• EXCERPTED TEXT

FAQ
Hi all,

I have the follwoing data file

(1L,2L,3L)
(4L,2L,1L)
(8L,3L,4L)

I am trying to write a UDF (like sum) that would add the fields in Tuple. This works --

public class SumAll extends EvalFunc<Long> {
public Long exec(Tuple input) {
try {
return sum(input);
} catch (NumberFormatException e) {
// TODO Auto-generated catch block
e.printStackTrace();
} catch (ExecException e) {
// TODO Auto-generated catch block
e.printStackTrace();
}
return 0L;
}

static protected Long sum(Tuple input) throws ExecException, NumberFormatException {
long sum = 0;

List<Object> values = input.getAll();
for (Iterator<Object> it = values.iterator(); it.hasNext();) {
Tuple t = (Tuple)it.next();
sum += (Long)t.get(0);
sum += (Long)t.get(1);
sum += (Long)t.get(2);
}
return sum;
}

}

grunt> A = LOAD 'data2' as aa:bytearray;
grunt> C = FOREACH A GENERATE UDF.SumAll((tuple(long,long,long))aa);
grunt> dump C;
2009-11-05 10:07:09,266 [main] INFO  org.apache.pig.backend.local.executionengine.LocalPigLauncher - Successfully stored result in: "file:/tmp/temp1206478472/tmp-577036369"

• INFORMATION SHOWN
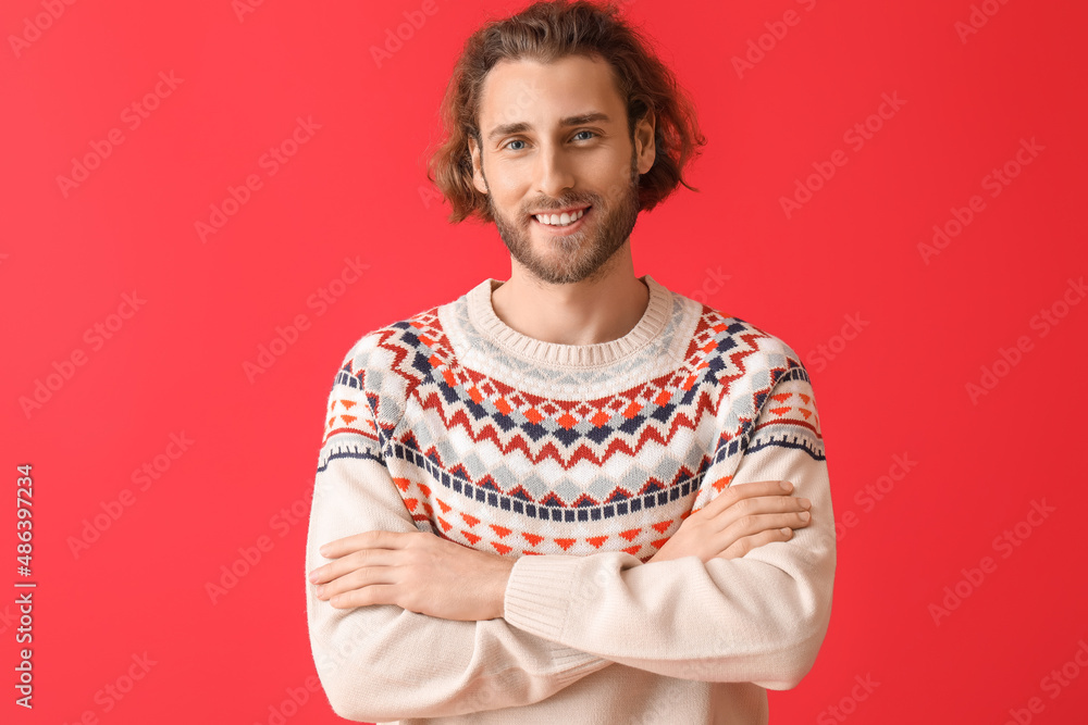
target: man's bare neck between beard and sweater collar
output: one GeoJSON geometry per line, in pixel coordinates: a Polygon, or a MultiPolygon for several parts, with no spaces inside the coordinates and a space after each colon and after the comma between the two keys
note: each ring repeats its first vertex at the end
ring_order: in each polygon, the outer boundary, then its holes
{"type": "Polygon", "coordinates": [[[514,262],[510,278],[492,292],[495,315],[544,342],[594,345],[630,333],[650,304],[650,288],[634,276],[628,254],[597,279],[548,285],[514,262]]]}

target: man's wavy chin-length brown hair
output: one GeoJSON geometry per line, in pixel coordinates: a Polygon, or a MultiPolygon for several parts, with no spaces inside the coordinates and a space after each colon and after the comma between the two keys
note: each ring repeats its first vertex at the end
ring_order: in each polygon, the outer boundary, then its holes
{"type": "Polygon", "coordinates": [[[610,64],[627,107],[628,133],[647,111],[655,117],[656,158],[639,178],[639,209],[651,210],[676,190],[682,172],[706,145],[695,107],[672,72],[650,50],[642,34],[628,25],[615,2],[589,0],[535,2],[517,15],[489,21],[465,42],[446,86],[442,122],[446,138],[432,154],[426,177],[449,200],[449,222],[475,215],[493,222],[486,195],[472,184],[468,139],[481,147],[479,103],[487,73],[502,60],[552,63],[567,55],[598,58],[610,64]]]}

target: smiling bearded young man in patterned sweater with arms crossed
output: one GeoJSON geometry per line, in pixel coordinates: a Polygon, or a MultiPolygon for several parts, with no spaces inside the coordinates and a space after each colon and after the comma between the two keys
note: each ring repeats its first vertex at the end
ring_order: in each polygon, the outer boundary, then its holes
{"type": "Polygon", "coordinates": [[[510,277],[371,332],[329,413],[307,616],[339,715],[766,723],[827,629],[834,534],[798,355],[635,277],[703,139],[615,11],[470,38],[436,157],[510,277]]]}

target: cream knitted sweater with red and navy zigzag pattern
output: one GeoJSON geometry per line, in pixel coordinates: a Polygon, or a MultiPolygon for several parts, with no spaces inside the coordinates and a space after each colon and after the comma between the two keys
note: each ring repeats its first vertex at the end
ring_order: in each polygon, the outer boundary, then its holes
{"type": "Polygon", "coordinates": [[[364,530],[515,559],[505,616],[334,609],[307,583],[317,672],[362,722],[730,723],[812,667],[834,528],[808,375],[784,342],[670,292],[623,337],[549,343],[485,279],[364,335],[329,396],[306,571],[364,530]],[[791,480],[813,523],[739,559],[646,563],[726,486],[791,480]]]}

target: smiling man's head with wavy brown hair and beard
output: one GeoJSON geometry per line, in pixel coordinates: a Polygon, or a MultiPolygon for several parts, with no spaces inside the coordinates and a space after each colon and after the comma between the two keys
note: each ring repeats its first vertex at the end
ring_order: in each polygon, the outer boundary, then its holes
{"type": "Polygon", "coordinates": [[[585,0],[537,2],[473,34],[443,116],[429,178],[450,222],[494,221],[554,284],[597,271],[639,211],[688,186],[681,171],[706,142],[671,72],[615,8],[585,0]],[[572,208],[588,211],[565,232],[534,216],[572,208]]]}

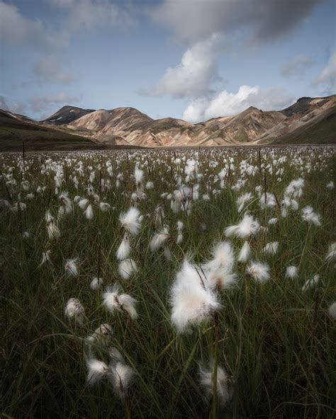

• WORK INSTRUCTION
In the forum post about summing tuple fields with a Pig UDF, which class does SumAll extend?

• RESPONSE TO THIS TASK
EvalFunc<Long>